## PROVIDED PASSAGE
Airfield information
- Identifiers: FAA LID: FL34, WMO: 725540
- Elevation: 37 metres (121 ft) AMSL
Runways
| Direction | Length and surface |
| 18/36 | 1,531 metres (5,023 ft) Asphalt |

= Biancur Field =

Biancur Field, (Eglin Air Force Base Auxiliary Field #6), , is a satellite airfield located northwest of the Main Base, 5.9 miles north-northeast of Valparaiso, Florida. It is also known as site "Test Site B6".

==Overview==
The U.S. Army Ranger facility Camp Rudder is located here. It is designated Site B-6. The airfield remains under the ownership of the United States Air Force, and is under the jurisdiction of the 96th Test Wing (96 TW) at Eglin AFB.

==History==
Auxiliary Field 6 is named Biancur Field for 1st Lieutenant Andrew Biancur, a test pilot of the Medium Bombardment Section of the 1st Proving Ground Group, killed 8 January 1944 in the crash of a prototype YP-61-NO Black Widow night fighter aircraft, AAF Ser. No. 41-18883, c/n 711, at Eglin Field.

## DATA TO EXAMINE
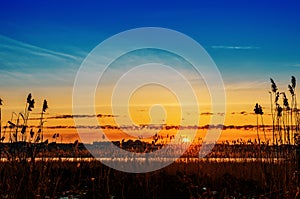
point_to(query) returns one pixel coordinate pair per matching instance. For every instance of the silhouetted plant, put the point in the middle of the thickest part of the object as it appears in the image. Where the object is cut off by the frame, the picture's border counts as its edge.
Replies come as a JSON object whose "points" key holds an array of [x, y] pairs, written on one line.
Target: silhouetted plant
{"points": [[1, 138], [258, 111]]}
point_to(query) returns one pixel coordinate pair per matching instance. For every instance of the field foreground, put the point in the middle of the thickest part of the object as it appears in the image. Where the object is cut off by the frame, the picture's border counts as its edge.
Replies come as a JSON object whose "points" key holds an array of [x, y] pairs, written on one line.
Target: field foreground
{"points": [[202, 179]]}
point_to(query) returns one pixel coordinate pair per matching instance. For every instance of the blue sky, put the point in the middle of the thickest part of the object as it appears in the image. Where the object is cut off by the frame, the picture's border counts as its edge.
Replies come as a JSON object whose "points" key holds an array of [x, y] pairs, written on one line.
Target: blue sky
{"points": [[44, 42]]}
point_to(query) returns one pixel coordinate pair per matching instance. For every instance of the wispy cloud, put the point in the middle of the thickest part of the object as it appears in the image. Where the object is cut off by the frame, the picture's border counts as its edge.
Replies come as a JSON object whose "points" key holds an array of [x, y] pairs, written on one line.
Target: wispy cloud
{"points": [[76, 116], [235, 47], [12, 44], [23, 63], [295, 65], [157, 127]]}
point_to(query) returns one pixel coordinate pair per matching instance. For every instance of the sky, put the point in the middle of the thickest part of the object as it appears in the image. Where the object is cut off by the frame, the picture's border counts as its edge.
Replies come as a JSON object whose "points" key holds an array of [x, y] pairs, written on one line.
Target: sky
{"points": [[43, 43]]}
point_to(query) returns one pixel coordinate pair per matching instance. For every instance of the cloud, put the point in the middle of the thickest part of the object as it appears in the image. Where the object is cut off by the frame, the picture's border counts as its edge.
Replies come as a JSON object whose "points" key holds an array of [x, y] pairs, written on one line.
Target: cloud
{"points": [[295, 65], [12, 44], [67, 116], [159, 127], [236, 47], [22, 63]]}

==

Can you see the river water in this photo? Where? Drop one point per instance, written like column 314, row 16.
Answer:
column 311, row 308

## USING THE INFORMATION
1. From the Biancur Field article, return the section starting with "Biancur Field, (Eglin" and going on through "at Eglin AFB.".
2. Answer these from the Biancur Field article:
(a) What is the airfield's elevation in feet?
(b) Which U.S. Army Ranger facility is located at the field?
(c) On what date was Andrew Biancur killed?
3. According to the Biancur Field article, why does Auxiliary Field 6 carry the name Biancur Field? Answer in one to three sentences.

## SOLUTIONS TO THE TASKS
1.
Biancur Field, (Eglin Air Force Base Auxiliary Field #6), , is a satellite airfield located northwest of the Main Base, 5.9 miles north-northeast of Valparaiso, Florida. It is also known as site "Test Site B6".

==Overview==
The U.S. Army Ranger facility Camp Rudder is located here. It is designated Site B-6. The airfield remains under the ownership of the United States Air Force, and is under the jurisdiction of the 96th Test Wing (96 TW) at Eglin AFB.

2.
(a) 121 ft (37 metres) AMSL
(b) Camp Rudder
(c) 8 January 1944

3. It is named for 1st Lieutenant Andrew Biancur, a test pilot of the Medium Bombardment Section of the 1st Proving Ground Group. He was killed on 8 January 1944 at Eglin Field in the crash of a prototype YP-61-NO Black Widow night fighter.